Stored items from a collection
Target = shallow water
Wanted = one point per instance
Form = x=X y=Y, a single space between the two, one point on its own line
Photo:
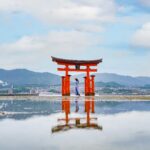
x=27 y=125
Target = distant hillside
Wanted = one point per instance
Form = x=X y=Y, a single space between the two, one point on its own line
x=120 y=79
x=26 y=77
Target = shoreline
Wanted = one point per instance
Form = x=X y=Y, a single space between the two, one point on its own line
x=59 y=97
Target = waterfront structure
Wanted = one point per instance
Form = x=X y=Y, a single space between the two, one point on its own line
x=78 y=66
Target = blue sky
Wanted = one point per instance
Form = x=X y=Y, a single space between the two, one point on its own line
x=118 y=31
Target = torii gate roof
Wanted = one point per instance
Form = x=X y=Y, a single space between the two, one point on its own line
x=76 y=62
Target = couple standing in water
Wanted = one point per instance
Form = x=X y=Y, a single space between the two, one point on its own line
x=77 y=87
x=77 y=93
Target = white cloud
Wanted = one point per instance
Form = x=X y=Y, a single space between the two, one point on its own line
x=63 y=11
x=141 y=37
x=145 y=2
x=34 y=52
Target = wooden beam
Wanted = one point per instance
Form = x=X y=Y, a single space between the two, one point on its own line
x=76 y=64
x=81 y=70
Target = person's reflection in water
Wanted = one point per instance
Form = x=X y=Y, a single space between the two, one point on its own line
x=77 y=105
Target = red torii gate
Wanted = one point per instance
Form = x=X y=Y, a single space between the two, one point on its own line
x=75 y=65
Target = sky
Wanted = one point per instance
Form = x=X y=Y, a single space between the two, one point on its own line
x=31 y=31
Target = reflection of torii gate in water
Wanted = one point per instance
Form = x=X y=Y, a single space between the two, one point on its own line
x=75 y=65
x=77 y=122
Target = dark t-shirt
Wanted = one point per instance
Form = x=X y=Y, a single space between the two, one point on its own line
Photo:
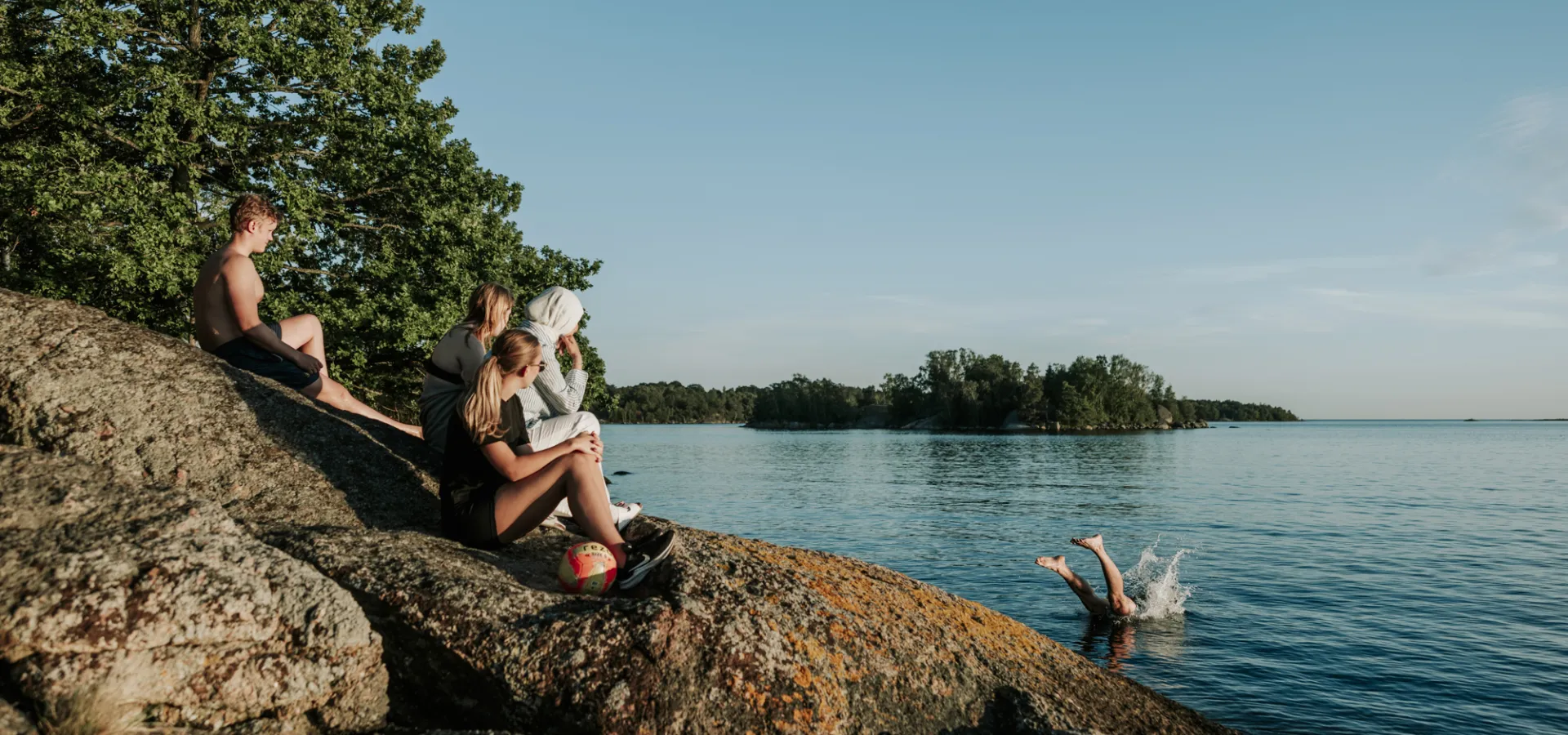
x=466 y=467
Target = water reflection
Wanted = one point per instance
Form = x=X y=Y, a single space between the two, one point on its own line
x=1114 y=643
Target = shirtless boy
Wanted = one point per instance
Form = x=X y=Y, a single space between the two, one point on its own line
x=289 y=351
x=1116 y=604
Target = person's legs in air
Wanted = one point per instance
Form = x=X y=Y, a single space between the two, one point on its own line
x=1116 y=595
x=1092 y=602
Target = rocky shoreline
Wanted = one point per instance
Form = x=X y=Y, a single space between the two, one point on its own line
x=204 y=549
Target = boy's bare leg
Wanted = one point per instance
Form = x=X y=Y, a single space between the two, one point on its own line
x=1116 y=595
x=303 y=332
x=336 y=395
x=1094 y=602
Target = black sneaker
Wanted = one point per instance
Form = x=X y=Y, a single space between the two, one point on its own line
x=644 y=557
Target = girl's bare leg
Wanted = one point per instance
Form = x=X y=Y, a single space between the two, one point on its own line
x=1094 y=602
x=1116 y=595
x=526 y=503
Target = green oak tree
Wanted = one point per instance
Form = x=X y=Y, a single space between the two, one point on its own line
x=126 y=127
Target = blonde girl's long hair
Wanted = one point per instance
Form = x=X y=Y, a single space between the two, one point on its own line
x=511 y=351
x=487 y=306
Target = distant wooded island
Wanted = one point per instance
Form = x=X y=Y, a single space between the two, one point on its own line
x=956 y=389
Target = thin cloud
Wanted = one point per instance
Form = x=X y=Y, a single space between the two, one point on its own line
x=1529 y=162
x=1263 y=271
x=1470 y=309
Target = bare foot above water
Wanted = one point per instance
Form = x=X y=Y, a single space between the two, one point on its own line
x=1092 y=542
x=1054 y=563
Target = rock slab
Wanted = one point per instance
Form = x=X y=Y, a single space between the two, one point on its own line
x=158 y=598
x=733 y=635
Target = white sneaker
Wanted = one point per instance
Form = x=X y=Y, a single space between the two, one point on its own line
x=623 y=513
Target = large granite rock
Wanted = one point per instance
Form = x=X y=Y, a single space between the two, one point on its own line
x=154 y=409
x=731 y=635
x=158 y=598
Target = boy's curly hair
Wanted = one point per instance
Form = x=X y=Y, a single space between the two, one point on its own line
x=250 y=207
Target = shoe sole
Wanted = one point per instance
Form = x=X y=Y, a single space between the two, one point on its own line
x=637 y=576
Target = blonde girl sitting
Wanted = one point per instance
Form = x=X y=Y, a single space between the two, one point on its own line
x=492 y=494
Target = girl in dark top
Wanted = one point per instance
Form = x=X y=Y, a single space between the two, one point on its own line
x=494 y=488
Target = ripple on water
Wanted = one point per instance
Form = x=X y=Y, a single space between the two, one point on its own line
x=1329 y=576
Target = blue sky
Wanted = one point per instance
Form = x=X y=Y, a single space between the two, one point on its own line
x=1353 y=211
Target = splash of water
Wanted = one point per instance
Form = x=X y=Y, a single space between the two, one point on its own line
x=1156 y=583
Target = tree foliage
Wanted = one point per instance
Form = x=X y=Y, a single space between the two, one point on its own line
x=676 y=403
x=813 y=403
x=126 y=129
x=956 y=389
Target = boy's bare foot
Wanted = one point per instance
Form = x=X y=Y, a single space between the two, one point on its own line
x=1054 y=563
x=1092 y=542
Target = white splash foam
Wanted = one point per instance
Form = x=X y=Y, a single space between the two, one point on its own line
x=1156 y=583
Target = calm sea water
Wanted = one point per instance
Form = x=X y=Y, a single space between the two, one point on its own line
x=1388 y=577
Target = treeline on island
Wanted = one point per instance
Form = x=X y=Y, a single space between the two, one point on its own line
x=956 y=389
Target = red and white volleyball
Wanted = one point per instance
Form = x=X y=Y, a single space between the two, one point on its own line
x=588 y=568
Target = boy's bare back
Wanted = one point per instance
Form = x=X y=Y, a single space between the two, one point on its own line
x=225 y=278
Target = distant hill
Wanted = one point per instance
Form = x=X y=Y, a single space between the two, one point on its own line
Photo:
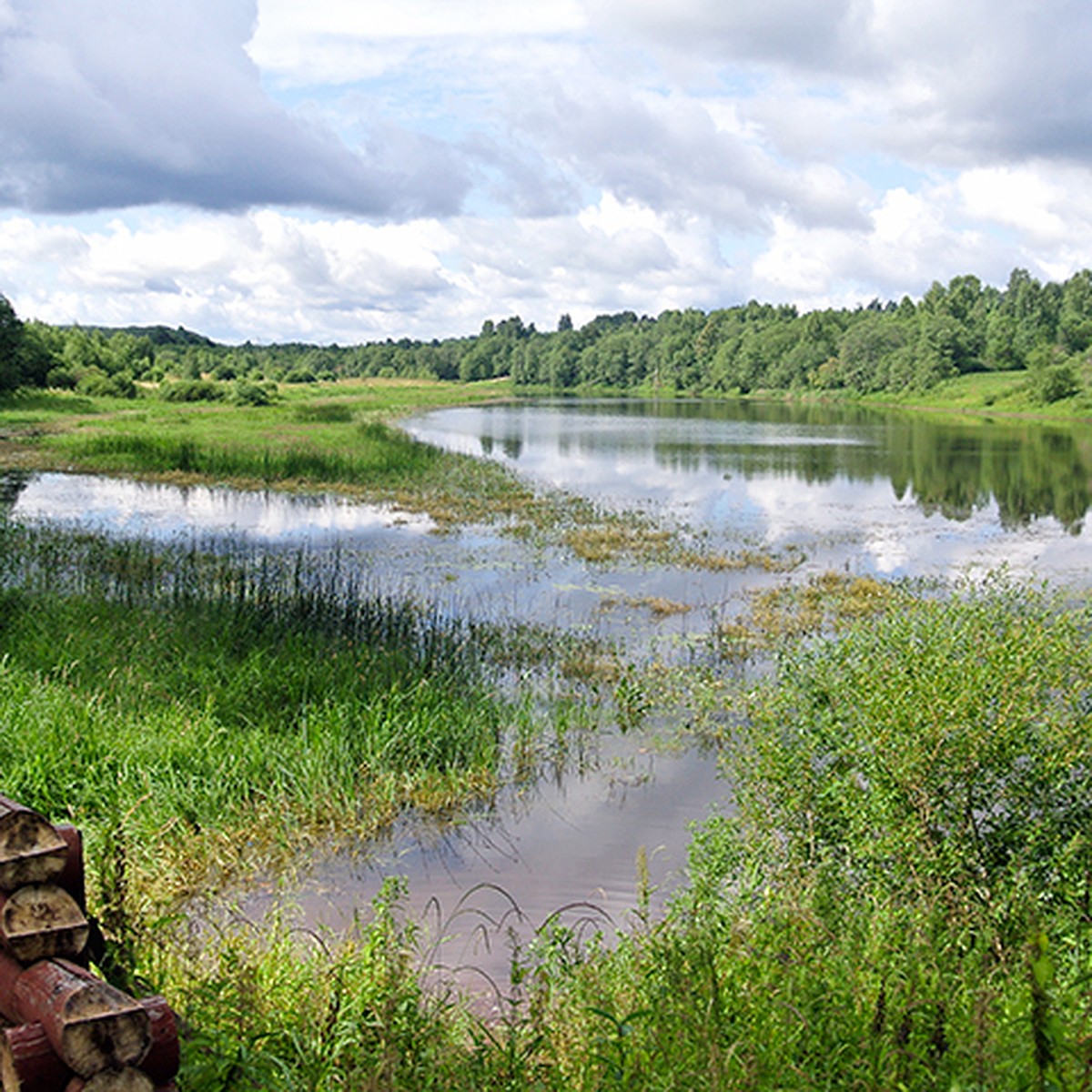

Objective:
Leave out the pictures and output every record above precisely as given.

Final answer:
Target = shallow water
Wanted = one point per instance
Form = x=X y=Y, a single space between the two, one point on its own line
Photo:
x=27 y=125
Target = distant hillside
Wanted = one point per instance
Form = x=X y=Y, a single space between the two, one point on its own line
x=120 y=79
x=26 y=77
Target = shoreline
Wanted = one point per instance
Form = x=X y=Y, a single space between the two, one point on its own line
x=59 y=97
Target = waterfront structure
Wanted = one point per instance
Form = x=X y=Y, a single space between the two, one point on its own line
x=78 y=66
Target = blue sky
Wanted = one point per instance
Form = x=X y=Y, a single space between the two, one point on its own line
x=118 y=31
Target = torii gate roof
Wanted = one point per instance
Form = x=X y=Y, a single space between the two, one point on its own line
x=76 y=62
Target = couple standing in water
Wanted = one point per instance
Form = x=X y=Y, a single space between the two, one point on its own line
x=77 y=87
x=77 y=93
Target = white cloud
Wanted = one point per instance
Form = x=X y=Y, a single space between the two, one point on its own line
x=63 y=11
x=141 y=37
x=145 y=2
x=34 y=52
Target = wooden beam
Wanted = one point per instance
Form = x=X y=Y, a single space between the two, one point on its own line
x=76 y=64
x=81 y=70
Target = person's reflection in water
Wanted = one point per instance
Form = x=X y=Y, a single space between the two, one point on its own line
x=77 y=105
Target = red torii gate
Wanted = one point per instance
Form = x=X y=Y, a single space between the two, one point on its own line
x=75 y=65
Target = sky
Wanted = one point per instance
Form = x=X y=Y, a single space between the two, one point on its own line
x=31 y=31
Target = reflection of torii gate in water
Wanted = one point per instance
Form = x=X y=Y, a single space between the two, one point on its own line
x=75 y=65
x=77 y=122
Target = dark t-shirt
Wanted = one point per instance
Form = x=X y=Y, a single space between the two, one point on its own line
Photo:
x=466 y=467
Target = water reflection
Wanted = one point per instance
Form = x=X y=Y, a single space between the two, one point on its own line
x=1114 y=643
Target = shirtless boy
Wanted = one point per instance
Form = x=X y=Y, a single space between the two, one point on its own line
x=289 y=351
x=1116 y=604
Target = person's legs in air
Wanted = one point per instance
Form = x=X y=Y, a single space between the two, one point on its own line
x=1116 y=595
x=1092 y=602
Target = rocky shoreline
Wanted = one point per instance
Form = x=X y=Y, a single space between the two, one point on its own line
x=204 y=549
Target = boy's bare leg
Wanted = one point per instance
Form = x=X y=Y, a single space between the two, one point on its own line
x=1116 y=595
x=303 y=332
x=336 y=395
x=1094 y=602
Target = black sneaker
Wanted = one point per instance
Form = x=X y=Y, a single space between the two, one point on its own line
x=644 y=557
Target = girl's bare leg
Wanted = one point per instance
Form = x=X y=Y, a single space between the two, one point on its own line
x=1094 y=602
x=1116 y=595
x=526 y=503
Target = green oak tree
Wanted = one point per instance
Form = x=X y=Y, a single space between the two, one point on its own line
x=126 y=127
Target = blonde girl's long hair
Wanted = one point per instance
Form = x=X y=Y, a single space between the two, one point on its own line
x=511 y=351
x=487 y=306
Target = distant wooded island
Wanted = one point per instance
Form = x=X y=Y, a single space between the two, one point on its own line
x=956 y=389
Target = thin cloud
Wanted = one point per instance
Form = x=X y=Y, a single space between the two, one point on its own line
x=1529 y=162
x=1263 y=271
x=1470 y=309
Target = bare foot above water
Wanted = one point per instance
Form = x=X y=Y, a single space between the two, one point on its own line
x=1092 y=542
x=1054 y=563
Target = rock slab
Wanted = one point per instance
Form = x=X y=Y, a single space between the two, one point on its own line
x=158 y=598
x=733 y=635
Target = white sneaker
Wanted = one point per instance
Form = x=X y=Y, a single space between the two, one point on its own line
x=623 y=513
Target = large granite rock
Wanted = one point per instance
Form = x=X y=Y, a single space between the two, one point on its own line
x=154 y=409
x=731 y=635
x=158 y=598
Target = boy's curly hair
Wanted = one point per instance
Form = x=X y=Y, a single space between the two, one point on its own line
x=250 y=207
Target = shoe sole
Wanted = one point per instance
Form = x=X y=Y, a single space between the two, one point on its own line
x=637 y=576
Target = blonde girl sitting
Wanted = one point per instance
Form = x=X y=Y, a single space between the two, one point on its own line
x=492 y=494
Target = girl in dark top
Wanted = one point per instance
Form = x=X y=Y, a single space between the two, one point on its own line
x=494 y=488
Target = ripple on water
Wanted = one point per instance
Form = x=X y=Y, a single space between the two, one point on its own line
x=1329 y=576
Target = blue sky
Wanted = one point per instance
Form = x=X y=Y, a single space between the two, one point on its own line
x=1353 y=211
Target = splash of water
Wanted = one point per instance
Form = x=X y=Y, a single space between the two, one point on its own line
x=1156 y=583
Target = tree foliage
Wanted = one point per instance
Form = x=X y=Y, a single space between the two, one point on its own line
x=676 y=403
x=813 y=403
x=126 y=129
x=956 y=389
Target = boy's bare foot
Wanted = one point per instance
Form = x=X y=Y, a single space between the two, one point on its own line
x=1054 y=563
x=1092 y=542
Target = white splash foam
Wanted = one point per instance
Form = x=X y=Y, a single space between the two, one point on its own line
x=1156 y=583
Target = calm sea water
Wanted = one point per instance
Form = x=X y=Y, a single space between the two, one point on its own line
x=1388 y=577
Target = treeline on island
Wanted = one point per instance
Form = x=X y=Y, a single space between the two, one point on its own line
x=956 y=389
Target = red and white volleyball
Wanted = one point per instance
Form = x=X y=Y, a single space between the two, one point on its own line
x=588 y=568
Target = boy's bare back
Wanted = one point per instance
Form = x=X y=Y, a single space between the two, one point on its own line
x=225 y=278
Target = distant hill
Wanted = one point per instance
Form = x=X y=Y, a single space between the two, one point on its own line
Photo:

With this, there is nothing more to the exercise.